O que se pede — Reproduza, sem alterações, a passagem do texto sobre a ICP-Brasil que vai de "II); estabelecer a" até "segurança (inc. VIII).".

-------- Trecho de origem

4. Ainda mais grave, porém, é
que, ao mesmo tempo em que a MP institui um novo requisito formal de validade
de um documento, inclusive de natureza privada, ela simplesmente não traz
nenhum elemento desse requisito: não diz como serão os certificados, qual o
procedimento para certificação, que requisitos deverá
preencher quem quiser atuar como entidade certificadora, ou qual a
responsabilidade destas entidades.
Simplesmente nomeia um Comitê
Gestor da ICP-Brasil, formado majoritariamente pelo
Poder Executivo Federal, a quem competirá expedir toda a regulamentação dos
mais variados aspectos, destacando-se (art. 5º): adotar as medidas necessárias
e coordenar a implantação e o funcionamento da ICP-Brasil
(inc. I); estabelecer a política, os critérios e as normas para licenciamento ds AC, das AR e dos demais
prestadores de serviços de suporte à ICP-Brasil (inc.
II); estabelecer a política de certificação e as regras operacionais da AC Raiz
(inc. III); estabelecer diretrizes e normas para a formulação de políticas de
certificados (inc. V); aprovar políticas de certificados e regras operacionais,
licenciar e autorizar o funcionamento das AC e das AR (inc. VI); atualizar,
ajustar e revisar os procedimentos e as práticas estabelecidas para a ICP-Brasil, garantir sua compatibilidade e promover a
atualização tecnológica do sistema e a sua conformidade com as políticas de
segurança (inc. VIII).

----------------
-------- Dados fornecidos

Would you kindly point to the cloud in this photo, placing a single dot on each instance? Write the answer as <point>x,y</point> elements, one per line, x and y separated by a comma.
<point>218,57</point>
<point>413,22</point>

----------------

Resposta completa —
II); estabelecer a política de certificação e as regras operacionais da AC Raiz
(inc. III); estabelecer diretrizes e normas para a formulação de políticas de
certificados (inc. V); aprovar políticas de certificados e regras operacionais,
licenciar e autorizar o funcionamento das AC e das AR (inc. VI); atualizar,
ajustar e revisar os procedimentos e as práticas estabelecidas para a ICP-Brasil, garantir sua compatibilidade e promover a
atualização tecnológica do sistema e a sua conformidade com as políticas de
segurança (inc. VIII).